About this exercise: Keep only the lines that hold the string "rough", filtering out the rest of the entries below.

Data for this task:
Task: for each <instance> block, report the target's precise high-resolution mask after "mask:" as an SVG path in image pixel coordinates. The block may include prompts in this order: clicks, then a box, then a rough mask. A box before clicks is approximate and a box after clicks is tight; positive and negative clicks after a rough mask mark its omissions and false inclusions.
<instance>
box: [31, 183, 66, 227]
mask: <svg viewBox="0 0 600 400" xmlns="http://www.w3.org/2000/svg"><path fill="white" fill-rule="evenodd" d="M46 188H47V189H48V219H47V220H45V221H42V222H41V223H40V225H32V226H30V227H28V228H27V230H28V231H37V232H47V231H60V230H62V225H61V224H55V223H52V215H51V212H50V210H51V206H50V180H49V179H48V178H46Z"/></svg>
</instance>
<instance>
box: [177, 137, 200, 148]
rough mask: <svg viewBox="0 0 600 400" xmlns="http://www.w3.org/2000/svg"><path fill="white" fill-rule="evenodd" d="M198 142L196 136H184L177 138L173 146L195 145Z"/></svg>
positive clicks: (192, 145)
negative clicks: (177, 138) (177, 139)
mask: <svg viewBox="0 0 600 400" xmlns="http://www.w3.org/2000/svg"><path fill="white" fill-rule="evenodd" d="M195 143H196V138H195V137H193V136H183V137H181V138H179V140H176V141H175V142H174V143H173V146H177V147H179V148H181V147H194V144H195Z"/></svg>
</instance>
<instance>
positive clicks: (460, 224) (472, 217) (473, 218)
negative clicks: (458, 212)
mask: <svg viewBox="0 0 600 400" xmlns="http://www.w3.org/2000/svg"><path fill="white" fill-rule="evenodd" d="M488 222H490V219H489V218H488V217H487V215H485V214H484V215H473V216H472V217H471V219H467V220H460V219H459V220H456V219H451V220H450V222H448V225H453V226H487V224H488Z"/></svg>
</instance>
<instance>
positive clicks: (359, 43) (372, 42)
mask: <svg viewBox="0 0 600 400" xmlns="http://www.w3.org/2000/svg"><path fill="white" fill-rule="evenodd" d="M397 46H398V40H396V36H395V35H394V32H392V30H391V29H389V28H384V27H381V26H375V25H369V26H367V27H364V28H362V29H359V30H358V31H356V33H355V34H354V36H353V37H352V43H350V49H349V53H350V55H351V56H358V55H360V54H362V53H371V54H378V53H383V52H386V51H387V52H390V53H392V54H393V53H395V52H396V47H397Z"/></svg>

Answer space:
Task: for each <instance> block, report the target's precise high-resolution mask after "mask:" as an SVG path in image pixel coordinates. The block may include prompts in this order: clicks, then a box, then a rough mask. A box before clicks is approximate and a box after clicks is tight; positive and negative clicks after a rough mask mark its omissions and false inclusions.
rough mask: <svg viewBox="0 0 600 400" xmlns="http://www.w3.org/2000/svg"><path fill="white" fill-rule="evenodd" d="M198 142L196 136H184L177 138L173 146L195 145Z"/></svg>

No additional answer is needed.